'Hospitals lack key MRSA personnel'

ALMOST half of Irish hospitals are without key personnel central to the detection of the potentially fatal MRSA superbug.

'Hospitals lack key MRSA personnel'

In addition, around 10 hospitals have no infection control nurses, according to Dr Robert Cunney, consultant microbiologist with the Health Protection Surveillance Centre.

Contrary to the general public's perception, Dr Cunney also said physical hygiene in hospitals is "not a major factor" in the spread of the superbug - but "if a hospital is clean, it usually indicates other things are going well".

Dr Cunney was speaking yesterday at a meeting of the Oireachtas Health Committee to discuss MRSA. He said that while smaller hospitals didn't necessarily need a consultant microbiologist on site for the detection of MRSA because of low risk to patients, Ireland was "starting at a very low base in terms of personnel".

"Our first priority with funding must be getting these people on the ground," he said.

Dr Mary Hynes, assistant national director of the Health Service Executive's National Hospitals Office (NHO), said the issue of GP prescribing had far greater bearing on the rate of MRSA infection in hospitals and the community.

Dr Kevin Kelleher, assistant national director of the HSE's Population Health Directorate, said antibiotic use was "a major behavioural issue", which had to be tackled.

"People take their child into the GP with an earache or a throat infection and it takes the GP 15 minutes to persuade them they don't need it compared to one minute to write a script. One of the key messages to come out of the meeting today is this is fundamentally about antibiotic prescribing. We need to be very careful about how we use them in the future or we could lose a very powerful drug," he warned.

■ RECORDS PROVIDED ■
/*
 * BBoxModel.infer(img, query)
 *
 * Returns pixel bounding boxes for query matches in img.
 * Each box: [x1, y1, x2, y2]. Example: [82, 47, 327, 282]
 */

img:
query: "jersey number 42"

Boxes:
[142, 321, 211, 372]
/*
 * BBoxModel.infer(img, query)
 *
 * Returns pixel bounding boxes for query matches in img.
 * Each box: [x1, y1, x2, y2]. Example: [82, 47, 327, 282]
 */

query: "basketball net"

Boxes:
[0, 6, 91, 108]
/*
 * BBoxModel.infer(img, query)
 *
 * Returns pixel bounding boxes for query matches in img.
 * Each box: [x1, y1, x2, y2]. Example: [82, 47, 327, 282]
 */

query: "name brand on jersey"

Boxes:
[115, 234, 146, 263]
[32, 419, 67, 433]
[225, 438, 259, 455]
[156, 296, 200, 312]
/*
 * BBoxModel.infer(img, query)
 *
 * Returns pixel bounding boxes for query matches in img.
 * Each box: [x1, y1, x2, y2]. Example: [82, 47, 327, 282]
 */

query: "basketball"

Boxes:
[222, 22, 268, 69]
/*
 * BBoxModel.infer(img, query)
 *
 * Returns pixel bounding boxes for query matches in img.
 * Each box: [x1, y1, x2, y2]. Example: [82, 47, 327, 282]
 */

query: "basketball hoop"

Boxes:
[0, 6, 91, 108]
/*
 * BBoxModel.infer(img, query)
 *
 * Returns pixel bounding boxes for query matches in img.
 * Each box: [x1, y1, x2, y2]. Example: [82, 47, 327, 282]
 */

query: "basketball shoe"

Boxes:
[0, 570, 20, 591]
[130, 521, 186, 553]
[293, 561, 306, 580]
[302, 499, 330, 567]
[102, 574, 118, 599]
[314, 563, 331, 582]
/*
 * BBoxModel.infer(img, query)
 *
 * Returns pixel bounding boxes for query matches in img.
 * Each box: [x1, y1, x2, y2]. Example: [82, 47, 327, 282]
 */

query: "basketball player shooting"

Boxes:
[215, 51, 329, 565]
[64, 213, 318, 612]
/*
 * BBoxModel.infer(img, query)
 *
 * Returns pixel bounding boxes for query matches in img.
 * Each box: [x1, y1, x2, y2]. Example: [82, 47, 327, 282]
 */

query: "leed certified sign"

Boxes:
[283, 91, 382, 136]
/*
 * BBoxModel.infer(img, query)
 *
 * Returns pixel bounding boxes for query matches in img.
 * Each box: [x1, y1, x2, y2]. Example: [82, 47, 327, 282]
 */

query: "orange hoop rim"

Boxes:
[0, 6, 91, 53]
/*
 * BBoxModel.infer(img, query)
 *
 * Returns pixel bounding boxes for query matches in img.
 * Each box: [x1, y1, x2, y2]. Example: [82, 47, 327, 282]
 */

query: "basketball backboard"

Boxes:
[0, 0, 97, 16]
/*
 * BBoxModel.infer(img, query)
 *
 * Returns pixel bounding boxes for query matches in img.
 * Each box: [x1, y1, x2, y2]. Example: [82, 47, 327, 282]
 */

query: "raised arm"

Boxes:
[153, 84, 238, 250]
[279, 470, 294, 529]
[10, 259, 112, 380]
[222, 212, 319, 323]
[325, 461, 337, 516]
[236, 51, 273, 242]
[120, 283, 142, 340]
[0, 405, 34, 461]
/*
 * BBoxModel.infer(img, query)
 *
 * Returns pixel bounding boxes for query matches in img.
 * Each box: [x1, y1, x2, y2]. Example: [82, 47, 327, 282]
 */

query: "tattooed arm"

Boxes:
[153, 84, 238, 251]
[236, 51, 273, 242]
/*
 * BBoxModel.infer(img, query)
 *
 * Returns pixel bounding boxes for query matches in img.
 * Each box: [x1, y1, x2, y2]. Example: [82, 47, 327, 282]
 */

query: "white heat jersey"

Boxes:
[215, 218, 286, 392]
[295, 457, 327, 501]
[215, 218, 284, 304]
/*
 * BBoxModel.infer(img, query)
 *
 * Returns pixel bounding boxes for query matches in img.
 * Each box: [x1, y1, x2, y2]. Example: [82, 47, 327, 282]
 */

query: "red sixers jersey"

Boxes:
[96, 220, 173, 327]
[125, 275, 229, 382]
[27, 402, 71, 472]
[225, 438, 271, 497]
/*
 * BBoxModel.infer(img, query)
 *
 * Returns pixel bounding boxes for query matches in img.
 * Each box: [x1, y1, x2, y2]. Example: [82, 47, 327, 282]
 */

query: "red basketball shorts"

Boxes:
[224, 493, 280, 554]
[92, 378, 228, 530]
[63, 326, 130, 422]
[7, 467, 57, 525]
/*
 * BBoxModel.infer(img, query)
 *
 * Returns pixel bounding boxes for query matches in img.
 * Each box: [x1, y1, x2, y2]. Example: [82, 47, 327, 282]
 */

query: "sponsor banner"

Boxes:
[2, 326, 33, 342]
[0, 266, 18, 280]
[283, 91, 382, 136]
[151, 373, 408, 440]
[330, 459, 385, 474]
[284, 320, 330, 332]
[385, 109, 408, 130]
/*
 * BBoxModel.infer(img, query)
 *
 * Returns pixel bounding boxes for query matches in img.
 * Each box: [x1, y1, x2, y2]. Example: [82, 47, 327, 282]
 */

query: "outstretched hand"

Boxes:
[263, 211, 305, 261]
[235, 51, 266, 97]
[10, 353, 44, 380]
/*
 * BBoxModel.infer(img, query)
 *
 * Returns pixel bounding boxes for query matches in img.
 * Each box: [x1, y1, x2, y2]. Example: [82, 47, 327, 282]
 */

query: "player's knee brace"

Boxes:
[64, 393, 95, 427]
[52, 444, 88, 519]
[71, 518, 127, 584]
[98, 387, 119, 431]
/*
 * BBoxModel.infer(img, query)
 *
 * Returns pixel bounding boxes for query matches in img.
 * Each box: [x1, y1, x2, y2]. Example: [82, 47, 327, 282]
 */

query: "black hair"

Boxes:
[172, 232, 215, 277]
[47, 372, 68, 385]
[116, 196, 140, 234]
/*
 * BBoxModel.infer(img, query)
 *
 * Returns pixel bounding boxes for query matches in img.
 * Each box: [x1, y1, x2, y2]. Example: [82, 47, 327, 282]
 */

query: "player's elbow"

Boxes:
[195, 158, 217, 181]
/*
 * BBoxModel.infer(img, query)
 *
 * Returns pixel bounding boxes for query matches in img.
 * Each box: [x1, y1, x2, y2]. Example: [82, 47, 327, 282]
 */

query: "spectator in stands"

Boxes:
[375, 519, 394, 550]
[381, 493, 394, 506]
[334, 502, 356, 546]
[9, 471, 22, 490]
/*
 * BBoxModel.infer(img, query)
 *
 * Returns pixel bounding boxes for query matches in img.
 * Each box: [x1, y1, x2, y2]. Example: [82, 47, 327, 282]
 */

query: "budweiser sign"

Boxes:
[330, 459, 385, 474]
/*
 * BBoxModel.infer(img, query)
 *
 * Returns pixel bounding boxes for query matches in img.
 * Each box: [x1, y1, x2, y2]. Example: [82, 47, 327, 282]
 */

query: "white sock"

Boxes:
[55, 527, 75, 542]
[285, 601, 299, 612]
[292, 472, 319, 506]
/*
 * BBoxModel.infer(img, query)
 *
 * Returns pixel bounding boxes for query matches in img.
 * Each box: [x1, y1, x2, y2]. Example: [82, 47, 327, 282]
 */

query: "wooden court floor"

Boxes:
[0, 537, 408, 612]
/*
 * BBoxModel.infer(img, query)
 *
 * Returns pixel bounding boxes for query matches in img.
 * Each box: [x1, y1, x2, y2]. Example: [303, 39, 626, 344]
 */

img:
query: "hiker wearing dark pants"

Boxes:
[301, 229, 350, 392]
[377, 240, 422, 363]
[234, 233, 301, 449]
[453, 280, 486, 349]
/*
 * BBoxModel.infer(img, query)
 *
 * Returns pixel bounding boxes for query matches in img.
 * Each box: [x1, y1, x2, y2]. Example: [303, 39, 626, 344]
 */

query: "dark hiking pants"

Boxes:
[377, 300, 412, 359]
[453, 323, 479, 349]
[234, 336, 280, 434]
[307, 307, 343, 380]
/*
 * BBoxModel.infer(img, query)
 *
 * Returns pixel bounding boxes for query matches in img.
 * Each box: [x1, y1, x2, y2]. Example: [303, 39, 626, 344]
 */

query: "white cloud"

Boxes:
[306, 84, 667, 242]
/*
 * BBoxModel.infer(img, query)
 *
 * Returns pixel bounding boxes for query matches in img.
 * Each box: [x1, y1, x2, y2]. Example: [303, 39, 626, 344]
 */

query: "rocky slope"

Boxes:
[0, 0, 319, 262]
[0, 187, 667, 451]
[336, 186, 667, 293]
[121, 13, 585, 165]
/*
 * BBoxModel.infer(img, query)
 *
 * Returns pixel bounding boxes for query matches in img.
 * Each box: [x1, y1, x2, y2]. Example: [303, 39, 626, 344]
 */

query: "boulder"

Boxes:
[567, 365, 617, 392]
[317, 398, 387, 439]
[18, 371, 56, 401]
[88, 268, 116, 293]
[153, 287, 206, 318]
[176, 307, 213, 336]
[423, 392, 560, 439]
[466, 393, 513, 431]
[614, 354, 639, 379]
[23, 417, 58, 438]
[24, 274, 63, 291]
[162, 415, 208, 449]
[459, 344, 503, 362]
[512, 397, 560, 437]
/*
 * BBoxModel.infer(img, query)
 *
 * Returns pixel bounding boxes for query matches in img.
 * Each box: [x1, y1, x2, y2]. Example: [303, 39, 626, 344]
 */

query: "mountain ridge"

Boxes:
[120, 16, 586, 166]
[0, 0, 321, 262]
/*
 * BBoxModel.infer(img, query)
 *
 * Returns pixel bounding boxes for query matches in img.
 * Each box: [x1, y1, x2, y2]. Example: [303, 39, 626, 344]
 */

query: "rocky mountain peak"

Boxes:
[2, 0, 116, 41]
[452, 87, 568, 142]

■ YOUR TASK ■
Continue the article about Irish hospitals lacking MRSA personnel, starting after its last sentence.

■ WRITTEN ANSWER ■
Dr Cunney said the use of a clinical pharmacist to monitor prescriptions had proved effective in the Midlands area of the HSE and prescription rates had dropped.

Chairman of the Oireachtas Health Committee, John Moloney, asked who was going to be responsible for monitoring MRSA in hospital wards and who would be held accountable if infection spread. Dr Kelleher said responsibility would rest with hospital network managers, hospital managers/CEOs and managers of local health areas.

Experts attending the committee agreed patients had a right to be told if they had MRSA.

Senator Browne said he knew of a situation where a woman found out she had MRSA when one contract cleaner in a hospital ward yelled to another: "That lady has an infectious disease. Don't use a mop in that area."

There was criticism from members of the committee that while a national figure for MRSA bloodstream infections is available (316 for the first six months of 2005), individual hospitals do not generally have figures. Dr Kelleher said they hoped to introduce a standardised system for collecting MRSA data over the next year.